WRITTEN TASK.
Convert the part that opens with the line containing "Where can the wooden privacy" and closes with the line containing "x=50, y=221" into a two-column CSV headed item_text and answer. Give one row per item, with each field in double quotes and any line breaks within a field replaced by spaces.

WORKING DATA.
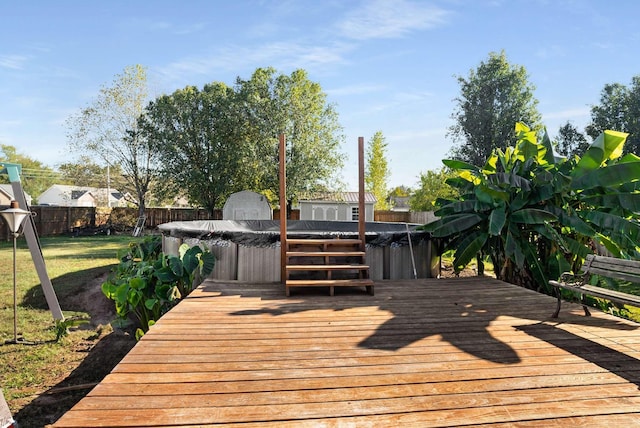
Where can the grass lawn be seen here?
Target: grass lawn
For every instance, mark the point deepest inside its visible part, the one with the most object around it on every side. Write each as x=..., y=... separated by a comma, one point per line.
x=72, y=263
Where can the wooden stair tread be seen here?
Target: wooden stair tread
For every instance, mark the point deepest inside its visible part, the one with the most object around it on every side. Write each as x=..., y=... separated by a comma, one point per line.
x=315, y=241
x=326, y=254
x=328, y=282
x=327, y=267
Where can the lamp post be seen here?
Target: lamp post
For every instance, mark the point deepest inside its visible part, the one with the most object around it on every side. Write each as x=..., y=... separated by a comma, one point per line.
x=14, y=217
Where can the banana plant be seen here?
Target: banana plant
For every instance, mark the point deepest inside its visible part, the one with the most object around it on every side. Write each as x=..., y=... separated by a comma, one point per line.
x=147, y=283
x=535, y=214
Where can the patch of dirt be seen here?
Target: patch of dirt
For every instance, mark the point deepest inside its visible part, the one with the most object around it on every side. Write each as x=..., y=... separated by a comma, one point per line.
x=89, y=362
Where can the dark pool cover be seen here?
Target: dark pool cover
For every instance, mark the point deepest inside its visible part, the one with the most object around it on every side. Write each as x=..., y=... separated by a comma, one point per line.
x=267, y=232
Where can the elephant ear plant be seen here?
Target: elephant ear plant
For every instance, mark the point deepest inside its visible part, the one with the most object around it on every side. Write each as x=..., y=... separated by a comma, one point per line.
x=536, y=215
x=147, y=283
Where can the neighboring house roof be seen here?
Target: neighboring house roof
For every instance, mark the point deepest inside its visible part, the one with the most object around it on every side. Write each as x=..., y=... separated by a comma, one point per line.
x=340, y=197
x=61, y=194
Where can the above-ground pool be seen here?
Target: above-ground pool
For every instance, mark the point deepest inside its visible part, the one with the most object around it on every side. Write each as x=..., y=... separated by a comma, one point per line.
x=249, y=250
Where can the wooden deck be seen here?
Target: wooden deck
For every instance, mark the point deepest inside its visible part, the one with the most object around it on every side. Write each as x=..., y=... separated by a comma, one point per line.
x=427, y=353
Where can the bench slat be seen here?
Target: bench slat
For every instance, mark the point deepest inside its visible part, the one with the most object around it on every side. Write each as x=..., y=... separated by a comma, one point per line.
x=610, y=267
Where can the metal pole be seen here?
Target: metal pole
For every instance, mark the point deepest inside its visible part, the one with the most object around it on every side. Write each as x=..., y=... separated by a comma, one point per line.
x=282, y=153
x=15, y=292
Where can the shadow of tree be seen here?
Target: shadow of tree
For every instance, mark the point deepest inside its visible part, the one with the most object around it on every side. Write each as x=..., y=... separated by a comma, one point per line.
x=65, y=286
x=101, y=359
x=463, y=321
x=609, y=359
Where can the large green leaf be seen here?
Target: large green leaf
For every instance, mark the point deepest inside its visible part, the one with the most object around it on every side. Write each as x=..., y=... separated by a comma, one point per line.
x=468, y=249
x=491, y=194
x=175, y=264
x=512, y=247
x=611, y=175
x=572, y=220
x=497, y=218
x=532, y=216
x=456, y=208
x=457, y=164
x=548, y=156
x=608, y=145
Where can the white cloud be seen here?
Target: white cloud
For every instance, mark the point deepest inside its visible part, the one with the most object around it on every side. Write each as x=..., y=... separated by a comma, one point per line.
x=357, y=89
x=382, y=19
x=14, y=62
x=568, y=114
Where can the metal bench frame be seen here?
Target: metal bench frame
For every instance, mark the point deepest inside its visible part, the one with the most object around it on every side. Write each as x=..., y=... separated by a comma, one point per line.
x=611, y=267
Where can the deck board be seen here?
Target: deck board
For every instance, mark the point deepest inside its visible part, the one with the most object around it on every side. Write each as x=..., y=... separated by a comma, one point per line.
x=428, y=353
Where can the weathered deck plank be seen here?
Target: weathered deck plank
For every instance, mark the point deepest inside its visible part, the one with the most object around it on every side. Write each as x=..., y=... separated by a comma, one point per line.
x=463, y=352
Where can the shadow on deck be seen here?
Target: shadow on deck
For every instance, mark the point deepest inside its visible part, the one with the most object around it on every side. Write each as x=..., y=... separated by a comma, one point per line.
x=459, y=352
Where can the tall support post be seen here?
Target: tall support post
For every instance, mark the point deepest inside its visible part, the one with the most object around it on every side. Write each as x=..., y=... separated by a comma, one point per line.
x=13, y=170
x=361, y=211
x=282, y=154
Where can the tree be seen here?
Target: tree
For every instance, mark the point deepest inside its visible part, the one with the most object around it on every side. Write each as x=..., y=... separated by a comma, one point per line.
x=571, y=142
x=433, y=187
x=197, y=135
x=536, y=215
x=219, y=140
x=619, y=109
x=296, y=106
x=377, y=171
x=35, y=177
x=108, y=128
x=492, y=98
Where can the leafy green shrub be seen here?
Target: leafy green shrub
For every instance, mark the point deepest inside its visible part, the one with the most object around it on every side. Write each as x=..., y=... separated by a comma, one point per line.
x=536, y=215
x=147, y=283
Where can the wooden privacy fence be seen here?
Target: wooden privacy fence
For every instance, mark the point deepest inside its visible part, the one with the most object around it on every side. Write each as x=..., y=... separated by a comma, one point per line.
x=50, y=221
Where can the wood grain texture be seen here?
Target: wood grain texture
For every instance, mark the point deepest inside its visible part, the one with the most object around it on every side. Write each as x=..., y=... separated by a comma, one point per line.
x=427, y=353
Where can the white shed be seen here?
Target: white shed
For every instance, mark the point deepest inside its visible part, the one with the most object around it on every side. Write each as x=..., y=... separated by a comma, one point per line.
x=6, y=195
x=80, y=196
x=247, y=205
x=336, y=206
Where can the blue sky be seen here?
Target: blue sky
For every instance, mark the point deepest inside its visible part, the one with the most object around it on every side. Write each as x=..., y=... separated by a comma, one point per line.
x=388, y=65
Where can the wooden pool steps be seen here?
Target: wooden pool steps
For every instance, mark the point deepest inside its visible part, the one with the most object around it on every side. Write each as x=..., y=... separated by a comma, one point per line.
x=326, y=263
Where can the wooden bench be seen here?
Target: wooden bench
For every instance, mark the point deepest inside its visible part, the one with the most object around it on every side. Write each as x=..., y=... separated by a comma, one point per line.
x=610, y=267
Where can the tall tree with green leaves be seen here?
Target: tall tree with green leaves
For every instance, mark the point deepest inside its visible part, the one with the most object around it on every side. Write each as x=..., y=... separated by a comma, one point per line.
x=570, y=141
x=85, y=172
x=292, y=104
x=376, y=176
x=619, y=109
x=107, y=130
x=536, y=215
x=197, y=137
x=492, y=98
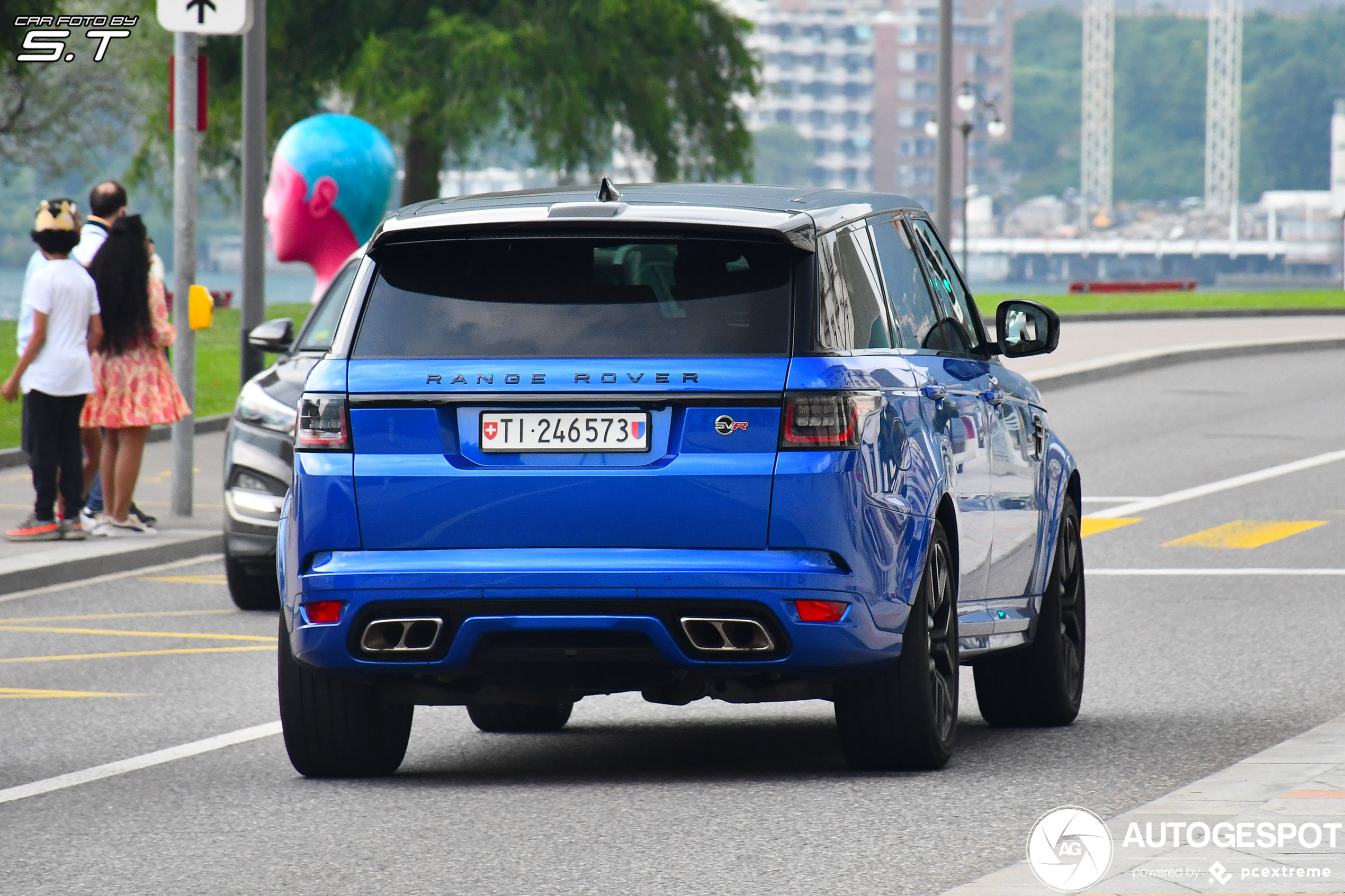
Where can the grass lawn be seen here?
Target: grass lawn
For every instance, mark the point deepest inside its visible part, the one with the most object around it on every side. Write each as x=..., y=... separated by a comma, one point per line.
x=1086, y=303
x=217, y=366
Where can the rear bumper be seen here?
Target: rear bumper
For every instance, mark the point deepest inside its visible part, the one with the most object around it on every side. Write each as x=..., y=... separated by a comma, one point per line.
x=481, y=593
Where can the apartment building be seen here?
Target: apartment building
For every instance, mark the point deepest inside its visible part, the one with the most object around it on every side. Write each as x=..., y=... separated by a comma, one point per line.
x=858, y=78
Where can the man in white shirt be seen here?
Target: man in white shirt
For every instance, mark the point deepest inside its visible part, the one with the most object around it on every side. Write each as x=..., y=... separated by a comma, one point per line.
x=56, y=374
x=106, y=203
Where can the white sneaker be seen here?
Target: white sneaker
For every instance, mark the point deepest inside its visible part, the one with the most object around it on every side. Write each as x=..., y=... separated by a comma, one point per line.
x=130, y=528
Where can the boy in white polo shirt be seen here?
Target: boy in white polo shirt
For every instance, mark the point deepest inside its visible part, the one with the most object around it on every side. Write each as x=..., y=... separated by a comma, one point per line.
x=56, y=375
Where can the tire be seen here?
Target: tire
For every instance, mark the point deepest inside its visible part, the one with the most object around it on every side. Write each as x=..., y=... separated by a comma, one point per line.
x=337, y=727
x=253, y=586
x=1043, y=684
x=905, y=715
x=519, y=718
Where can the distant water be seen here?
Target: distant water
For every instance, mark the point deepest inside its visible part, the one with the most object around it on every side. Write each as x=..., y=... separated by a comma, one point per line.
x=282, y=288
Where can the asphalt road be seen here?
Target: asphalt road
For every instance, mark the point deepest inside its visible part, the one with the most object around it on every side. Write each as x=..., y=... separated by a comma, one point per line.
x=1186, y=676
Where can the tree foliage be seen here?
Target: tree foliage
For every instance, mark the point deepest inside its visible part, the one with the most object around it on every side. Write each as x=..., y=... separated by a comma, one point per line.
x=1293, y=69
x=561, y=74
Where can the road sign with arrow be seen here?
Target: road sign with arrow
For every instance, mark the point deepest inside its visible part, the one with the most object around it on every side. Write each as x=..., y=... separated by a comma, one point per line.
x=206, y=16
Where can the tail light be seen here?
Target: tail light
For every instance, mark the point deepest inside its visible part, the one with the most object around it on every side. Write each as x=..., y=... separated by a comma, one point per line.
x=323, y=425
x=826, y=421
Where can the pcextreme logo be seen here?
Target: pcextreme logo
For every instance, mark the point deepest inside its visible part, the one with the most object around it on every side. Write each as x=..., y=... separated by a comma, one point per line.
x=1070, y=849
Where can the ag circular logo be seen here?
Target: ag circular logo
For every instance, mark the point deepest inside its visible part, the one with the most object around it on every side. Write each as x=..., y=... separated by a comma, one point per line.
x=1070, y=849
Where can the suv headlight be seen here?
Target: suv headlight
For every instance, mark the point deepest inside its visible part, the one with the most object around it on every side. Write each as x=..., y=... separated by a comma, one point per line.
x=258, y=408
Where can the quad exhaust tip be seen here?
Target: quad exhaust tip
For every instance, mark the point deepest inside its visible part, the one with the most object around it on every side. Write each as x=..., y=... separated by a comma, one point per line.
x=401, y=636
x=728, y=636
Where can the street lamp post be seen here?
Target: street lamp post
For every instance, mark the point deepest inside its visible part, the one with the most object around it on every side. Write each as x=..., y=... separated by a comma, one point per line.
x=967, y=103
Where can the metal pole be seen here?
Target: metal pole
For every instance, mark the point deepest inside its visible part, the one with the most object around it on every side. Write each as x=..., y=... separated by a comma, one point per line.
x=943, y=175
x=185, y=261
x=966, y=132
x=250, y=360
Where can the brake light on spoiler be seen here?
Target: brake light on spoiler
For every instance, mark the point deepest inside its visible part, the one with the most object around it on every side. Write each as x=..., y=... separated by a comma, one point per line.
x=825, y=421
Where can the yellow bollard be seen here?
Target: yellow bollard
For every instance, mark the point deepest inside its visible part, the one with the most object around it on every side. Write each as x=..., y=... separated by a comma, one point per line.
x=201, y=308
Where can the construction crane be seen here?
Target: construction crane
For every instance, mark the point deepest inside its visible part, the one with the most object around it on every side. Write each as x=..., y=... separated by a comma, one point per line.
x=1098, y=105
x=1223, y=108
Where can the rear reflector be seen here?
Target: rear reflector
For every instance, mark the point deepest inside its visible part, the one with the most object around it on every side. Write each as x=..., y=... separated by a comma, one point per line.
x=821, y=610
x=323, y=612
x=826, y=421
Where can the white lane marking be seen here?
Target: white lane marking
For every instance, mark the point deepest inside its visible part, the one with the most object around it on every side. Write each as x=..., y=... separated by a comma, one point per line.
x=1114, y=500
x=112, y=577
x=1216, y=572
x=1136, y=508
x=135, y=763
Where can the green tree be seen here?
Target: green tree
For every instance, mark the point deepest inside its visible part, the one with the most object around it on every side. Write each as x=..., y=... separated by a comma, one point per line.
x=564, y=76
x=442, y=76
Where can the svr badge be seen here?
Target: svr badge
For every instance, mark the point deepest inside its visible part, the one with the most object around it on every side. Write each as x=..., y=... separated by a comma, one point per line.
x=724, y=425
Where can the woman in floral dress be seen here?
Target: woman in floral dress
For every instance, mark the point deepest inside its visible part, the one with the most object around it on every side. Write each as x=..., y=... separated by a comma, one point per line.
x=133, y=386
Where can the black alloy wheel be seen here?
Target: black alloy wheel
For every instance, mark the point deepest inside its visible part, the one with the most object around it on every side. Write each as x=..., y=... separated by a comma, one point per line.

SOLUTION.
item_text,answer
"Where can the wooden privacy fence be seen here? Target: wooden privacy fence For every instance, mark the point deepest inside its visible part, the one with the most object around it on every side. Write each as x=..., y=... separated by a comma, one point per line.","x=50, y=221"